EXTRACTED INFORMATION START

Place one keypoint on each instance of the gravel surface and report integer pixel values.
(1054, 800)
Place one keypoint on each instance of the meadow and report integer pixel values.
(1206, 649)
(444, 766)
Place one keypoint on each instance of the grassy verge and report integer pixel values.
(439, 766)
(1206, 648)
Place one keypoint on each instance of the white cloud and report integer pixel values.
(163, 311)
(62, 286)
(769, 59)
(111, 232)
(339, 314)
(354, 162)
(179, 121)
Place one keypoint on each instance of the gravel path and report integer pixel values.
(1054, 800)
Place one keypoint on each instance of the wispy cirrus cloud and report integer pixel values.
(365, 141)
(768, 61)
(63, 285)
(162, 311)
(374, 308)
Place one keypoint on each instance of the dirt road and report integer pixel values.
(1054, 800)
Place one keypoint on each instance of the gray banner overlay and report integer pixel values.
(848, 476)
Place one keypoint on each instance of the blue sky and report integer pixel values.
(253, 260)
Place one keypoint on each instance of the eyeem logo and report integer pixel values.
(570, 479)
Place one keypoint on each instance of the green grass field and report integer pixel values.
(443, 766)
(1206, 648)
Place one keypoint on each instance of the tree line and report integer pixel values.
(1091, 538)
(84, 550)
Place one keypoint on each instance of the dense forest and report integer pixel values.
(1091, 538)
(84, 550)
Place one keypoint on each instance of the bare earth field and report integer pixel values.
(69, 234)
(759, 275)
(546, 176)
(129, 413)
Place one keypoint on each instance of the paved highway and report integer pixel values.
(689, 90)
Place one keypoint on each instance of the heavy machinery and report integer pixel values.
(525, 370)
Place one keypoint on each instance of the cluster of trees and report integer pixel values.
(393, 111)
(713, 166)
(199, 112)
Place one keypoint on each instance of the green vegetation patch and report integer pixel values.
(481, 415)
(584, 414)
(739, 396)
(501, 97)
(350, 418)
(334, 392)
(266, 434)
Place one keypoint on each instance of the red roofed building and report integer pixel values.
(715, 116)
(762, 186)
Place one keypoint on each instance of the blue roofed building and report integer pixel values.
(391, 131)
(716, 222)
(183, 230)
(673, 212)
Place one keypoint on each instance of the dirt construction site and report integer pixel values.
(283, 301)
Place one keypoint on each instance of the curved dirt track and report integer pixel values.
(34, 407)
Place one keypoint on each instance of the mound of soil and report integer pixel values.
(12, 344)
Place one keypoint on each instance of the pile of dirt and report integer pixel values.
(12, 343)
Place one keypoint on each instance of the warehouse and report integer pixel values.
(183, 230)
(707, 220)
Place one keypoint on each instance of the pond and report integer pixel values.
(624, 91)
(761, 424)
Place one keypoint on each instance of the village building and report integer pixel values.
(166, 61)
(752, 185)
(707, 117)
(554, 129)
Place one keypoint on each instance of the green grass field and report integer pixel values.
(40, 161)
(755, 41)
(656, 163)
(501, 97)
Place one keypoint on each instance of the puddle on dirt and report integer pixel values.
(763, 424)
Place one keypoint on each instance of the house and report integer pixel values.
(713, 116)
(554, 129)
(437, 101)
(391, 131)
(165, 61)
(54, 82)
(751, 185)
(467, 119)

EXTRACTED INFORMATION END

TASK DESCRIPTION: Set down the records again, exactly.

COMPLETED EXERCISE:
Place one keypoint on each instance of the gravel surface and report integer pixel values.
(1054, 800)
Place one keypoint on each instance of the meadow and report integer pixel values.
(1206, 649)
(444, 766)
Place one keypoint on each instance of the grassy verge and report integer pixel values.
(439, 766)
(1206, 648)
Place one keypoint on each instance of the white cloud and report integer pixel values.
(163, 311)
(62, 286)
(769, 59)
(111, 232)
(339, 314)
(354, 162)
(179, 121)
Place one keypoint on each instance of the gravel path and report integer pixel values.
(1054, 800)
Place one keypoint on each instance of the wispy cirrus cloud and report integer pixel values.
(365, 141)
(768, 61)
(63, 285)
(162, 311)
(374, 308)
Place one keypoint on each instance of the dirt road and report integer pixel values.
(1054, 800)
Place one keypoint on each instance of the gray banner overlay and report integer pixel values.
(848, 476)
Place one keypoint on each instance of the blue sky and report integer pixel values.
(253, 260)
Place one keypoint on each instance of the eyeem logo and report integer pixel values.
(570, 479)
Place one keypoint on each instance of the green grass field and report integer pixel values.
(443, 766)
(1206, 648)
Place one keypoint on each instance of the tree line and report integer pixel values.
(1091, 538)
(84, 550)
Place one keypoint on each instance of the dense forest and report integer pixel values.
(1091, 538)
(84, 550)
Place one keypoint on each instance of the bare earth field and report integer pixel values.
(69, 234)
(759, 275)
(546, 176)
(129, 413)
Place one keypoint on each instance of the paved highway and report integer pixel values.
(689, 90)
Place one keypoint on each instance of the heavy machinery and report integer pixel values.
(525, 370)
Place one keypoint on each instance of the cluster of trees and report integer pixel values.
(393, 111)
(713, 166)
(199, 112)
Place one keypoint on each instance of the green vegetation patch and report integer pixel values.
(481, 415)
(584, 414)
(739, 396)
(501, 97)
(350, 418)
(334, 392)
(266, 434)
Place one keypoint on each instance of the red roofed building and report integer pixel values.
(715, 116)
(762, 186)
Place one keypoint on each instance of the blue roofed building and report integer pixel values.
(391, 131)
(716, 222)
(183, 230)
(673, 212)
Place one keypoint on each instance of the dirt construction site and report integer pixel values.
(283, 301)
Place one keypoint on each instance of the curved dirt track and report integer pixel values.
(34, 407)
Place one keypoint on each instance of the mound of soil and report integer pixel values.
(12, 344)
Place one keypoint on each instance of the pile of dirt and report integer pixel values.
(12, 343)
Place one keypoint on each instance of the warehouse and report integer pixel values.
(183, 230)
(707, 220)
Place one keypoint on each instance of the pond and report integer pixel values.
(624, 91)
(761, 424)
Place one keypoint on each instance of the village building and report integer pixel values.
(166, 61)
(752, 185)
(707, 117)
(554, 129)
Place one keypoint on each instance of the green grass field and report integer pixel values.
(40, 161)
(755, 41)
(656, 163)
(501, 97)
Place one keypoint on each instance of the puddle on dirt and report integer pixel values.
(763, 424)
Place one keypoint on each instance of the house and report integer pixel values.
(713, 116)
(554, 129)
(437, 101)
(391, 131)
(165, 61)
(54, 82)
(751, 185)
(467, 119)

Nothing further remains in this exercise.